→ WHAT THIS TASK INVOLVES: From the line that includes "Query: pruned pine tree" down to the final line of the data below, copy every line exactly and leave the rest out.
BEGIN INPUT RECORDS
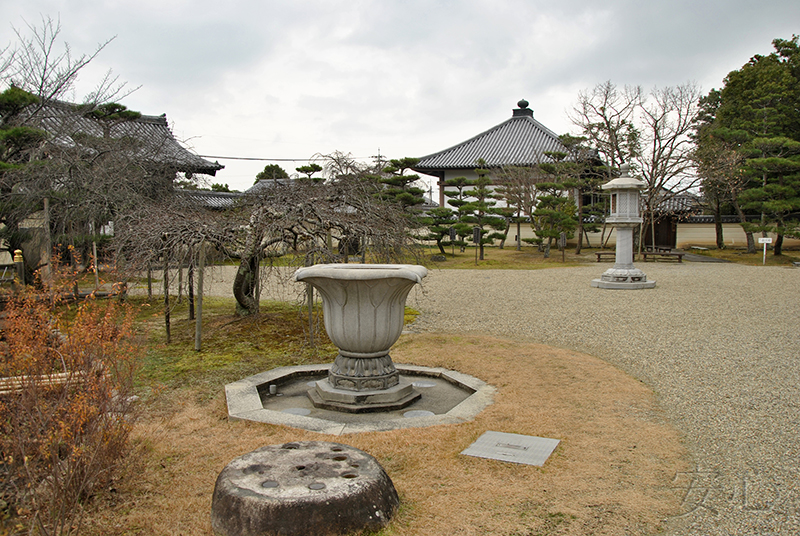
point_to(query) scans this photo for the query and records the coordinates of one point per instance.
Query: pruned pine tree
(479, 212)
(455, 191)
(720, 166)
(758, 112)
(556, 211)
(439, 221)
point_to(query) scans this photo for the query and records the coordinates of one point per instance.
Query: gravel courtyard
(718, 343)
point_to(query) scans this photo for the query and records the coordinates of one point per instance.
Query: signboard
(764, 240)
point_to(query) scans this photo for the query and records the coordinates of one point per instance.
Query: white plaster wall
(703, 235)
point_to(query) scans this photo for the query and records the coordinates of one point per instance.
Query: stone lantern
(624, 192)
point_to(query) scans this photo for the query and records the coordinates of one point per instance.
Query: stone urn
(364, 306)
END INPUT RECORDS
→ SOLUTION BELOW:
Query: pruned pine tree
(479, 212)
(455, 191)
(720, 166)
(758, 112)
(556, 211)
(439, 221)
point_to(query) scans this photo for the query and records the coordinates of one point per instance.
Query: gravel courtyard
(718, 343)
point_to(query) scans this photo for the query and records the coordinates of one point per instance.
Query: signboard
(764, 240)
point_to(query) scans this photo for the query and records the coordinates of one point per instance.
Query: white plaster wall
(703, 235)
point_to(query) scans this photo for the query and records the coordinates of one point per instance.
Query: stone lantern
(624, 192)
point_to(query) scans this photo for the query and records the coordinates of one point per instance.
Query: stone urn
(364, 306)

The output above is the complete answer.